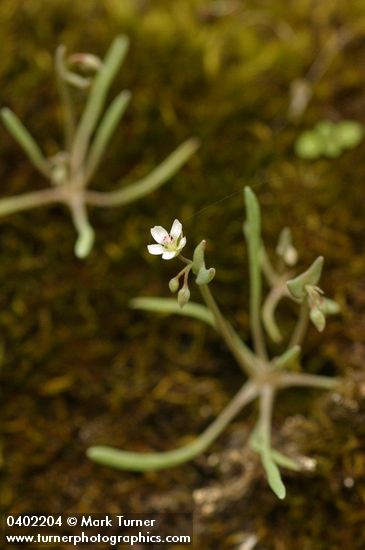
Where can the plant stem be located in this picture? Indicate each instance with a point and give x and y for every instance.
(244, 356)
(287, 380)
(29, 200)
(301, 326)
(63, 89)
(125, 460)
(84, 230)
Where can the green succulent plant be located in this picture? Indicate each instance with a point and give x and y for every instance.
(266, 375)
(70, 171)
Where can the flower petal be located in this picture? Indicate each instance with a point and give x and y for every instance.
(169, 255)
(176, 229)
(155, 249)
(159, 233)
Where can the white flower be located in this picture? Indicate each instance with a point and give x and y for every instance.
(169, 244)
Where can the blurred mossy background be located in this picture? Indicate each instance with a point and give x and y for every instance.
(80, 368)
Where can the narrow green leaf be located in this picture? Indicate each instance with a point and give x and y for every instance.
(106, 129)
(253, 238)
(19, 132)
(96, 99)
(273, 475)
(160, 175)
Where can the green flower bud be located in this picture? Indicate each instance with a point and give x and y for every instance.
(317, 318)
(198, 258)
(183, 296)
(205, 276)
(329, 307)
(308, 278)
(174, 285)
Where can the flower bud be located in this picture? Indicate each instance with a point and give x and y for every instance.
(174, 284)
(198, 257)
(297, 286)
(317, 318)
(205, 276)
(183, 296)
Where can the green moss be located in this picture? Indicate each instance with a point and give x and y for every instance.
(79, 367)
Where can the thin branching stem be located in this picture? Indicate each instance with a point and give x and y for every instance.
(66, 98)
(244, 356)
(301, 326)
(126, 460)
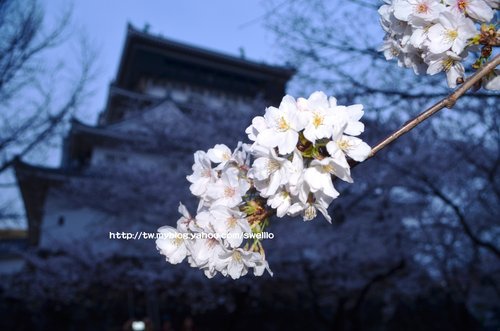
____________________
> [Your objective] Verbatim reproduction of every entry is needed, with the images left out.

> [Expected answer]
Where can the plant stem be located in this picture? Indicate each instance with a point and give x and y for every instance.
(244, 356)
(287, 380)
(29, 200)
(301, 326)
(63, 89)
(125, 460)
(84, 230)
Where can the green succulent plant be located in this picture? Indicate each instance with a point and give x and y for every instance.
(266, 375)
(70, 171)
Where can the flower petal be located in this picture? Indicate each instance with a point and give x and y for every instance.
(169, 255)
(176, 229)
(155, 249)
(159, 233)
Where can the white flower be located in this picture? Indicate each instance with a point and give x and y for every instance.
(169, 244)
Where can the blurred mossy background be located in this picture? Indicate each instance with a point and give x and y for every instance.
(80, 368)
Where can the narrow green leaf be located in this picture? Indicate each instance with a point and give x and y for every instance.
(106, 129)
(253, 238)
(19, 132)
(96, 99)
(273, 475)
(160, 175)
Where can the green flower bud be located in this picture? Indicate each instance with a point and give x and y for every instance.
(317, 318)
(198, 258)
(183, 296)
(205, 276)
(329, 307)
(308, 278)
(174, 285)
Where can the flower bud be located in this picture? Indicate each instance with a point and give x and y for every instance.
(174, 284)
(198, 257)
(297, 286)
(317, 318)
(205, 276)
(183, 296)
Where can the green moss be located in this picture? Indicate each instance with a point and give x and y for every instance.
(79, 367)
Where can the thin branching stem be located in this picture? Indicate each instance with a point and give x and y for every instance.
(66, 98)
(244, 356)
(301, 326)
(126, 460)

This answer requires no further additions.